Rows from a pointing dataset
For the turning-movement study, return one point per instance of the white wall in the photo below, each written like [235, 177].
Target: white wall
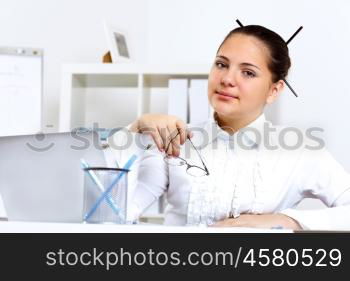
[69, 31]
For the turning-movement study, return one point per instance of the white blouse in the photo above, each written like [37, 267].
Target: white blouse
[248, 174]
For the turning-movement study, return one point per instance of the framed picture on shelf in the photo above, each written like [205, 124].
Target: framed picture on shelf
[117, 43]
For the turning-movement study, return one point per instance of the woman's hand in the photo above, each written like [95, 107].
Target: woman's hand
[163, 128]
[260, 221]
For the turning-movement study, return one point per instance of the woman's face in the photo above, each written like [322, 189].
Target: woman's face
[240, 83]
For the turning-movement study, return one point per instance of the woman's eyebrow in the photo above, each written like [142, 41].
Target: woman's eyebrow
[249, 64]
[242, 64]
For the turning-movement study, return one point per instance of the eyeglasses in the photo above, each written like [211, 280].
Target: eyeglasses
[192, 170]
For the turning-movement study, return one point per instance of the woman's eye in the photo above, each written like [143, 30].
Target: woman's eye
[248, 73]
[220, 64]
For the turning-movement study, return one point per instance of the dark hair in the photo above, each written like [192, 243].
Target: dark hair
[279, 62]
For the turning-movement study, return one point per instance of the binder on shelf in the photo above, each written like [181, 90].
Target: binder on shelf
[199, 105]
[177, 98]
[21, 73]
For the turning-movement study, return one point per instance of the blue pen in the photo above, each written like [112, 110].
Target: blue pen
[98, 184]
[109, 189]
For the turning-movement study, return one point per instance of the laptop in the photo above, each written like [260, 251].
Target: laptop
[41, 178]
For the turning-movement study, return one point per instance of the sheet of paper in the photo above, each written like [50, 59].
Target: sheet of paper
[20, 94]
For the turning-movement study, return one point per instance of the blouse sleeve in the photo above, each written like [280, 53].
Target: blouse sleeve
[152, 180]
[324, 178]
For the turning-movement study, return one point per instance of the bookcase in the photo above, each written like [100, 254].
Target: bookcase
[85, 87]
[99, 93]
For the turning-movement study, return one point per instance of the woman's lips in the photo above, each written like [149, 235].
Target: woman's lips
[225, 96]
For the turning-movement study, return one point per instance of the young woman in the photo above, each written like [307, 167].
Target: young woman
[226, 175]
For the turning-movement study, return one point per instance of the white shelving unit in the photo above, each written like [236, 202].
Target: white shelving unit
[132, 79]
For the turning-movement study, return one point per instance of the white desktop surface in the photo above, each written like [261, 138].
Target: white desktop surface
[40, 227]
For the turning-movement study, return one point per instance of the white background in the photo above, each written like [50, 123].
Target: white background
[189, 32]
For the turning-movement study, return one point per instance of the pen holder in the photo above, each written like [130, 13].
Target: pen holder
[105, 195]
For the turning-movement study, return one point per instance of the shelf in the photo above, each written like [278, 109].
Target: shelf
[79, 81]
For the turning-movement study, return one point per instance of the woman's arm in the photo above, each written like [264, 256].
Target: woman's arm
[328, 181]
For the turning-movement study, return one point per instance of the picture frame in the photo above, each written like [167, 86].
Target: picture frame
[117, 41]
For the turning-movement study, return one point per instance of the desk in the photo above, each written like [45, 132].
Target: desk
[41, 227]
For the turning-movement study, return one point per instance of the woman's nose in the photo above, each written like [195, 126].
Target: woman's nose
[228, 80]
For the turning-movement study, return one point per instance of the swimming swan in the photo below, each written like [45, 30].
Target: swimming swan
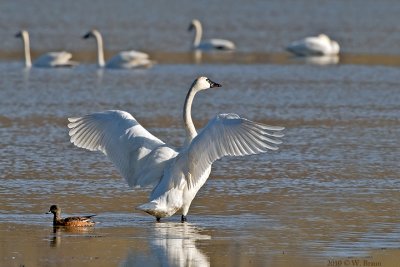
[314, 46]
[175, 174]
[48, 60]
[122, 60]
[211, 44]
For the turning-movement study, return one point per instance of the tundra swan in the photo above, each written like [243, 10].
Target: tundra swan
[122, 60]
[211, 44]
[320, 45]
[176, 175]
[48, 60]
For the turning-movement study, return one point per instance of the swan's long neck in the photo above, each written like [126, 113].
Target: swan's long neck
[100, 49]
[27, 50]
[197, 35]
[187, 116]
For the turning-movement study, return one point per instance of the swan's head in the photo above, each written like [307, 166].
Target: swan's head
[203, 83]
[21, 34]
[335, 47]
[195, 24]
[324, 37]
[91, 33]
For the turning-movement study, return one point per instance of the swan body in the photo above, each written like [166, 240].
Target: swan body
[122, 60]
[211, 44]
[175, 175]
[314, 46]
[48, 60]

▶ **Brief**
Write out the entries above word for word. Do not include the pictures.

▶ **Answer to this exercise**
For the turning-movement study, return one point per instance of the white wall in the photo below, each written like [235, 177].
Target: white wall
[69, 31]
For the turning-movement study, return one point per instance of the white blouse in the photo above, each written like [37, 267].
Target: white blouse
[248, 174]
For the turning-movement study, return one point per instance of the framed picture on shelf in the photo above, each written like [205, 124].
Target: framed picture on shelf
[117, 43]
For the turning-movement study, return one point per instance of the woman's hand in the photo above, each written like [95, 107].
Target: woman's hand
[163, 128]
[260, 221]
For the turning-movement study, return one point per instance of the woman's face in the photo above, each written like [322, 189].
Target: woman's face
[240, 83]
For the turning-movement study, return one point per instance of the woman's eyebrow in the photo above, each written like [142, 41].
Target: woman's eyebrow
[249, 64]
[242, 64]
For the turning-movement study, return one point per instance of the eyeglasses in the photo above, each written like [211, 280].
Target: eyeglasses
[192, 170]
For the turning-movement study, return one point per instance of the woman's eye in the photo above, each written like [143, 30].
Target: woman's eye
[248, 73]
[220, 64]
For the turning-movement study, return one point per instance of the dark hair in the photo above, each written like [192, 243].
Target: dark hair
[279, 62]
For the turning-movement study, return one point per instance of the binder on shelf in the photo above, each written like [181, 90].
Target: binder on shelf
[199, 105]
[177, 98]
[21, 73]
For the turning-movement study, return one point per instance of the blue pen in the photo above, each written like [112, 110].
Target: blue pen
[98, 184]
[109, 189]
For the turning-movement study, return one point per instance of the laptop in the photo above, each written like [260, 251].
Target: laptop
[41, 178]
For the turning-movement study, return one point per instance of the sheet of paper in the photo above, each written like [50, 59].
Target: sheet of paper
[20, 94]
For the turning-movement study, return one point per instance of the blouse sleeve in the photo above, each written like [280, 53].
Target: blouse sleeve
[152, 180]
[324, 178]
For the turning-movement study, return one point per instance of the bookcase in the photo above, each written like [100, 254].
Target: bookcase
[85, 87]
[99, 93]
For the turning-movement study, return one point per instance of the woman's lips in the photo above, each written like [149, 235].
Target: woman's lips
[225, 96]
For the turning-movement study, return one point per instance of the young woman in the photo above, each written like [307, 167].
Target: young woman
[226, 175]
For the turning-movement study, return one point per instance of the white shelving unit in the photo above, each written like [236, 202].
Target: white shelving unit
[132, 79]
For the turning-movement study, return one point per instance of the white desktop surface in the photo above, each written like [261, 138].
Target: white desktop surface
[40, 227]
For the turning-movement study, return one point per instance of the white background in the photo above, each written like [50, 123].
Target: white background
[189, 32]
For the turning-movement study, return one point per instance of the pen holder in the photo above, each written like [130, 13].
Target: pen holder
[105, 195]
For the turning-movement study, return one point per instance of the shelf in the photo above, each written like [278, 109].
Target: shelf
[79, 81]
For the turning-movement study, return one point per instance of the woman's arm in the photo above, each written like [264, 256].
Target: woman's arm
[328, 181]
For the turning-movement study, return one point per instance of the picture frame in the photo above, each written like [167, 86].
Target: picture frame
[117, 41]
For the turning-movement study, return one point per instance of the desk in the photo above, each written like [45, 132].
Target: desk
[41, 227]
For the turning-movement study, return one point per instance of the woman's nose in the photo above, each written like [195, 126].
Target: woman's nose
[228, 80]
For the turning-movement study, return one point per instance of the swimming swan in the photo below, each written like [45, 30].
Target: swimming swan
[314, 46]
[175, 174]
[48, 60]
[122, 60]
[211, 44]
For the turning-movement study, return one point per instance of the tundra swan in the photo above, each written like [243, 10].
Target: tundra swan
[122, 60]
[211, 44]
[320, 45]
[176, 175]
[48, 60]
For the turning-movement study, return one point per instance of the swan's long neck in the photo above, each written like [126, 113].
Target: swan's long neck
[100, 49]
[27, 50]
[197, 35]
[187, 116]
For the turning-movement study, return one point per instance of the swan's head in the photo above, each written like [307, 166].
Target: swan's head
[203, 83]
[21, 34]
[335, 47]
[195, 24]
[324, 37]
[91, 33]
For the turning-movement study, return one point per instance of the swan body in the photo above, each written like [166, 240].
Target: swan body
[122, 60]
[211, 44]
[175, 175]
[314, 46]
[48, 60]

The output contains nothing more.